Falls die Konzernverantwortungsinitiative beim Volk dereinst durchkommt, brauchte es aber genau das: mehr Transparenz. Auf eine Anfrage des Beobachters ging Chiquita inhaltlich nicht ein. Das Mutterhaus in Etoy will weder zu den Lieferanten noch zu den umstrittenen Spotmarkt-Käufen Stellung nehmen. Das seien «wirtschaftlich sensible» Daten, lässt Sprecherin Petra Pettolaz ausrichten. Die Chiquita-Tochter in Ecuador gibt gar nicht erst Antwort.

Immerhin lässt die Sprecherin durchblicken, dass sämtliche Geschäftstätigkeiten sowohl über den Hauptsitz in Fort Lauderdale in Florida als auch über Etoy laufen. Das heisst: Bei einer Annahme der Konzerninitiative könnte Chiquita zur Verantwortung gezogen werden.

«Entscheidend ist, ob sich eine Verletzung von Menschenrechten im Ausland mit den über die Schweiz getätigten Geschäften in Verbindung bringen lässt – beziehungsweise ob ein Kontrollverhältnis besteht», erklärt Silvie Lang von Public Eye. Wenn ein Konzern mit Sitz in der Schweiz eine ausländische Firma kontrolliert, die einen solchen Schaden verursacht, müsste er bei Annahme der Volksinitiative für Schadenersatz geradestehen.

Die EU ist einen Schritt voraus

Auf EU-Ebene gibt es bereits Gesetze mit Bezug auf die Geschäftspraktiken von Konzernen, etwa für den Holz- und Mineralienhandel. Zudem ist eine branchenübergreifende Regelung zur Sorgfaltsprüfungspflicht in der Vernehmlassung.

Gewerkschafter Jorge Acosta aus Ecuador ist sich bewusst, dass die Umsetzung des Schweizer Begehrens nicht alles besser machen würde. «Ausbeutung und Verletzung von Menschenrechten generieren Geld – Geld, das für mich genauso schmutzig ist wie jenes aus dem Drogenhandel.» Dennoch wertet er die Schweizer Konzernverantwortungsinitiative als «Zeichen an die Welt». Schliesslich müsse man irgendwo beginnen.
------------
## Aufgabendetails
Gib aus dem Textauszug zur Konzernverantwortungsinitiative alles von „Falls die Konzernverantwortungsinitiative“ bis hinunter zu „nicht erst Antwort.“ wörtlich aus.

## Datenauszug
------------
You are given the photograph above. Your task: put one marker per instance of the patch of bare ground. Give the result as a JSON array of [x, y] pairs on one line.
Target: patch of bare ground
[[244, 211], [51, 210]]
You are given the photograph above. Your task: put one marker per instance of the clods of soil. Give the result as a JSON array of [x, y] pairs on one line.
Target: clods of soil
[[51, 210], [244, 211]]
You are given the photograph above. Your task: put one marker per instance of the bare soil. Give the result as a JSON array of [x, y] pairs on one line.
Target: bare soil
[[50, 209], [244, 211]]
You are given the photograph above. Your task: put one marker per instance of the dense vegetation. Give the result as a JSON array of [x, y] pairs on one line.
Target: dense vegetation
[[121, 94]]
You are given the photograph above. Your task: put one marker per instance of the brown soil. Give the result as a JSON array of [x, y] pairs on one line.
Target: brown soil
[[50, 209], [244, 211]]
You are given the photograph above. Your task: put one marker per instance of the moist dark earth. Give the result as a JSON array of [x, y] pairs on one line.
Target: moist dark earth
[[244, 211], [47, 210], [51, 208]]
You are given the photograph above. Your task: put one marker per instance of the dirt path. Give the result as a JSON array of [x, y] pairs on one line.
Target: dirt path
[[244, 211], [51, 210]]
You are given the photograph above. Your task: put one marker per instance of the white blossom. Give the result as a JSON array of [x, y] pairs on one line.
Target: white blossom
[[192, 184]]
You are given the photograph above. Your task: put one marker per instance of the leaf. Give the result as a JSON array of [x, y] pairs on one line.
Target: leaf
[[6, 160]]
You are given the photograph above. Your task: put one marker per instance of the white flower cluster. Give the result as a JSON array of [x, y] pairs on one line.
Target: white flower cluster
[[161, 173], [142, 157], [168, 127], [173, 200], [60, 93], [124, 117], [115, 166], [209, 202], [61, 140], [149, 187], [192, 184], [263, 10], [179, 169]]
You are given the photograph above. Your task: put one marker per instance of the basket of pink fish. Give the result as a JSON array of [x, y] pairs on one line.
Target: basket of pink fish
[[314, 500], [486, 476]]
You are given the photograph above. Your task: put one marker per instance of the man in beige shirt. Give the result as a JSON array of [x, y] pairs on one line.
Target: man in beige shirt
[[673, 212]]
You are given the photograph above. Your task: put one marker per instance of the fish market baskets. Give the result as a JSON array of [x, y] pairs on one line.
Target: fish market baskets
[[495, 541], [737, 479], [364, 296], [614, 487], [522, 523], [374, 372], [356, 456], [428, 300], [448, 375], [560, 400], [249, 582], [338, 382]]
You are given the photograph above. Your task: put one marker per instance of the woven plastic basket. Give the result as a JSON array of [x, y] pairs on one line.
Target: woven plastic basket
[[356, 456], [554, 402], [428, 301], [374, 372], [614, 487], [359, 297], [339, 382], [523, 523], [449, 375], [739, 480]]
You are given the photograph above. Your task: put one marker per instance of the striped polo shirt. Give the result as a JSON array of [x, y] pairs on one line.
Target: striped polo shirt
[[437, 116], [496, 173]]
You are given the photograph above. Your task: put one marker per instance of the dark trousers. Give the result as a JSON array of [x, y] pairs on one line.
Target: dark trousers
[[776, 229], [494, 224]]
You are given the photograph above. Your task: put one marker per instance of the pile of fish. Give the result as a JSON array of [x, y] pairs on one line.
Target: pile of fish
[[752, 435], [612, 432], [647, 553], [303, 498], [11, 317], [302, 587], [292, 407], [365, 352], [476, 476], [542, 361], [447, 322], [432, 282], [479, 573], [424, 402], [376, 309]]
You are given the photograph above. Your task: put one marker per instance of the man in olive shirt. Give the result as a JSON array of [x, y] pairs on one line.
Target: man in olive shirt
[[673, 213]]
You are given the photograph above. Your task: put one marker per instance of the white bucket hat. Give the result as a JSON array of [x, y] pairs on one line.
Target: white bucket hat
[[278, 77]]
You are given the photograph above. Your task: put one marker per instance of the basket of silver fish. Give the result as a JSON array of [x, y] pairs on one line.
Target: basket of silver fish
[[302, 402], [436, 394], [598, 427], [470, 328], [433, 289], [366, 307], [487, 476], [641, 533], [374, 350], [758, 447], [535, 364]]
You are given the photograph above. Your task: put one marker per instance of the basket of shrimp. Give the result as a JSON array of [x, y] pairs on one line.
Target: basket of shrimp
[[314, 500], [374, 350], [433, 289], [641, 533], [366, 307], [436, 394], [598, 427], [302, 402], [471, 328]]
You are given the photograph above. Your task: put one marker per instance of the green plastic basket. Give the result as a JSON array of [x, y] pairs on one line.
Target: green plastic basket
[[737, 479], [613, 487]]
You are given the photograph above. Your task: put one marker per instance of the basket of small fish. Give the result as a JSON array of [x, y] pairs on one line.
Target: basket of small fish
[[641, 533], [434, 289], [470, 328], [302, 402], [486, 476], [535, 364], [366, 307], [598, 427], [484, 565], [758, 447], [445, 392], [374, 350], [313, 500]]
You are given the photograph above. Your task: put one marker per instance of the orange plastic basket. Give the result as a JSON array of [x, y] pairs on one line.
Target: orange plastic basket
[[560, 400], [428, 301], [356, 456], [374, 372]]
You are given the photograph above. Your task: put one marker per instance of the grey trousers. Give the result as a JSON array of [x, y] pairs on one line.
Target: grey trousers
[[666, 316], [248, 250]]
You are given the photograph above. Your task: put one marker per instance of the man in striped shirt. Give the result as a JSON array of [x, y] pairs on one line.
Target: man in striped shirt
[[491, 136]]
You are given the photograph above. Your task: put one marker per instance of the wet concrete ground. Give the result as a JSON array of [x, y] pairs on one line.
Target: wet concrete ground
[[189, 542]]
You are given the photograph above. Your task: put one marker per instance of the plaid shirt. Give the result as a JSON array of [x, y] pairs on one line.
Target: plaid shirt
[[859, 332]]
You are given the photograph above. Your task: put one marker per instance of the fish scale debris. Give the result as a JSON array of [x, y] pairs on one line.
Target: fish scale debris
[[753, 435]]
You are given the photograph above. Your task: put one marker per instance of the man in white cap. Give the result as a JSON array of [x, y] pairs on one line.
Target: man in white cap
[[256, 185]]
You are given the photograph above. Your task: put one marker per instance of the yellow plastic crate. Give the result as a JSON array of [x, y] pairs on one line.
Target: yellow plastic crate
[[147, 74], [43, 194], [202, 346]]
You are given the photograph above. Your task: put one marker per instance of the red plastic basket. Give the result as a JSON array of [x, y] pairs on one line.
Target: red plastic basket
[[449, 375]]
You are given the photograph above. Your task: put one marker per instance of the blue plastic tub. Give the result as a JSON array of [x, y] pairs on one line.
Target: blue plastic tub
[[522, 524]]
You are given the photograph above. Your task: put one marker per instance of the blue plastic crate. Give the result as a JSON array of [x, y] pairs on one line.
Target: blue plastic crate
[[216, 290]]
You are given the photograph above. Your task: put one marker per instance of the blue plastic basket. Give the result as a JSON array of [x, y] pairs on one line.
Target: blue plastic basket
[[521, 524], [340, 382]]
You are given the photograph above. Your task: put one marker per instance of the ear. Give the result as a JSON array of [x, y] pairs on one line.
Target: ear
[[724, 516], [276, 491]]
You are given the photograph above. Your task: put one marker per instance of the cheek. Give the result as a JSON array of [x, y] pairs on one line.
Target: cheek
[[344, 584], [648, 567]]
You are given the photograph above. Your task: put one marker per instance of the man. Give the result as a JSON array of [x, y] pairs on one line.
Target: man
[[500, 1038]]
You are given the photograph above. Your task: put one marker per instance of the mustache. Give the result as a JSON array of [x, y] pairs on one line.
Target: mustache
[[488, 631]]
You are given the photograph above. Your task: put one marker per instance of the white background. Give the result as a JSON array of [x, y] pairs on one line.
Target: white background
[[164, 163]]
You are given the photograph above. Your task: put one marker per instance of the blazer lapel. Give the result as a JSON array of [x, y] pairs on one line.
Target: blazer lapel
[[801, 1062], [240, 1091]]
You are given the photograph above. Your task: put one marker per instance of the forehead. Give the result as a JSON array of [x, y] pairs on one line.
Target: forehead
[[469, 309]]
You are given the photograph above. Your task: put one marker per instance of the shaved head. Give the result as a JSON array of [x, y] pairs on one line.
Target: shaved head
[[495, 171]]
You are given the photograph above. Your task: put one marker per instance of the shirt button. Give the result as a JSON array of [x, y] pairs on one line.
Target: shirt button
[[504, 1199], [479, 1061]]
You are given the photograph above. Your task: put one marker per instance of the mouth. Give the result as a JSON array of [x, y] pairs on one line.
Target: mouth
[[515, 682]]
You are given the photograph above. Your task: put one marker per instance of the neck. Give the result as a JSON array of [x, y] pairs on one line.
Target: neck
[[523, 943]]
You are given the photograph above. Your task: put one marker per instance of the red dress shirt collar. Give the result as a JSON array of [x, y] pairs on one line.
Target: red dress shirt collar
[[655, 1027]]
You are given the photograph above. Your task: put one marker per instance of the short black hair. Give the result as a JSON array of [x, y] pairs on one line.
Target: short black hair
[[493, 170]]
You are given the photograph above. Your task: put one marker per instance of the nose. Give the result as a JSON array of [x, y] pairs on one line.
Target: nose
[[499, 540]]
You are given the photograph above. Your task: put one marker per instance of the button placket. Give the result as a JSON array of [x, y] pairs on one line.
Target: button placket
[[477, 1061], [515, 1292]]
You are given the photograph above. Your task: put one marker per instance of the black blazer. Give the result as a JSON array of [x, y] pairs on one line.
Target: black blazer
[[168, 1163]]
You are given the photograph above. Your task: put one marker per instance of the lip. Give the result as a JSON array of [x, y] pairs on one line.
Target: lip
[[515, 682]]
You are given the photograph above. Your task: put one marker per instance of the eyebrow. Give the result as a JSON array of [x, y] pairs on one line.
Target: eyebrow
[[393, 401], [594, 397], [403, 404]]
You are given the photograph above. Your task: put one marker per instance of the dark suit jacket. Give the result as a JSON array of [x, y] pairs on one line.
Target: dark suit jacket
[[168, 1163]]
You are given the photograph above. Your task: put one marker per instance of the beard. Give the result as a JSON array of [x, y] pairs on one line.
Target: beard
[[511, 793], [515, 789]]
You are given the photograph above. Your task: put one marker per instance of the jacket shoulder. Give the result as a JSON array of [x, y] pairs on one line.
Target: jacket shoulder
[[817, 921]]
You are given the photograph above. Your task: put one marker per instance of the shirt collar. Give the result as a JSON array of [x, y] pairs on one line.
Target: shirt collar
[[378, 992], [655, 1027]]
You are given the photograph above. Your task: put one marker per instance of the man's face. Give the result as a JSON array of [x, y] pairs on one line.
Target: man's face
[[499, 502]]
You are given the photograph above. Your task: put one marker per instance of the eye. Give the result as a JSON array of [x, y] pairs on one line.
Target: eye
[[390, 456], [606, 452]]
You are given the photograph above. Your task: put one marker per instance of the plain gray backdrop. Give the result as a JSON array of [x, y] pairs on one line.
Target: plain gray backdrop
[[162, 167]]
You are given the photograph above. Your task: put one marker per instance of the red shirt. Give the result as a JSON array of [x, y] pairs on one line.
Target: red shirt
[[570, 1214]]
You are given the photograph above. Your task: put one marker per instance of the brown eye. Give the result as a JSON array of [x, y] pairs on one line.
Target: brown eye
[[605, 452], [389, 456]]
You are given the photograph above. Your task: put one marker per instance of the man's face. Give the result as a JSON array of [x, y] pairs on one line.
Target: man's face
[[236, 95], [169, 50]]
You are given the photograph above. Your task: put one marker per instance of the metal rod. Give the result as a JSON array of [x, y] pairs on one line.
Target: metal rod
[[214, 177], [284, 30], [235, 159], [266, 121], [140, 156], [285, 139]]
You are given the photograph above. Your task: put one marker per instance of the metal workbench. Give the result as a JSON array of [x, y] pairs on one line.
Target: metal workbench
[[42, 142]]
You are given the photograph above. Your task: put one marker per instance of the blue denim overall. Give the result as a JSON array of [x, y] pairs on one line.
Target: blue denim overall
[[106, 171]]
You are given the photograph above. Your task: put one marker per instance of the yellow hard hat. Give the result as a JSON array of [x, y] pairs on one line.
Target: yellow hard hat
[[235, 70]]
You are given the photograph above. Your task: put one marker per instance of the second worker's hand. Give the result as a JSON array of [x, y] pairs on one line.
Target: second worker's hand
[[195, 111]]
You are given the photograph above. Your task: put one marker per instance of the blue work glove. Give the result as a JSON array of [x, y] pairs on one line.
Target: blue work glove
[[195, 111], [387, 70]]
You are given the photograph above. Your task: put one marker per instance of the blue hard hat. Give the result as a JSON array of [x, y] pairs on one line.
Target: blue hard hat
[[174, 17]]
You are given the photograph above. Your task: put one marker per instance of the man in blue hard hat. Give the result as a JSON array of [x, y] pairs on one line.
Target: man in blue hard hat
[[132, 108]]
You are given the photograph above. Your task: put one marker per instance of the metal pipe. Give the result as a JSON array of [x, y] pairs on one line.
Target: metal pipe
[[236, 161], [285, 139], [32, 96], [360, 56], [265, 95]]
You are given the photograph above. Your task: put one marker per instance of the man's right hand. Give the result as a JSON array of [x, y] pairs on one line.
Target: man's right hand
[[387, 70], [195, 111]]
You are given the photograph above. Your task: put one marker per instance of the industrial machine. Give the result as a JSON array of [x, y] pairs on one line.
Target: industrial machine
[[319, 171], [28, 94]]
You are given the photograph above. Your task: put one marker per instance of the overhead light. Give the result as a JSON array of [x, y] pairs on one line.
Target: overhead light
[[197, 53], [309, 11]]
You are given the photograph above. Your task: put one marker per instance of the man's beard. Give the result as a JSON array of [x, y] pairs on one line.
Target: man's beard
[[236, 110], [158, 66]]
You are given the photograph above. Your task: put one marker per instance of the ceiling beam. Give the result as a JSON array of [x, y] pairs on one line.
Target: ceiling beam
------------
## Lösung der Aufgabe
Falls die Konzernverantwortungsinitiative beim Volk dereinst durchkommt, brauchte es aber genau das: mehr Transparenz. Auf eine Anfrage des Beobachters ging Chiquita inhaltlich nicht ein. Das Mutterhaus in Etoy will weder zu den Lieferanten noch zu den umstrittenen Spotmarkt-Käufen Stellung nehmen. Das seien «wirtschaftlich sensible» Daten, lässt Sprecherin Petra Pettolaz ausrichten. Die Chiquita-Tochter in Ecuador gibt gar nicht erst Antwort.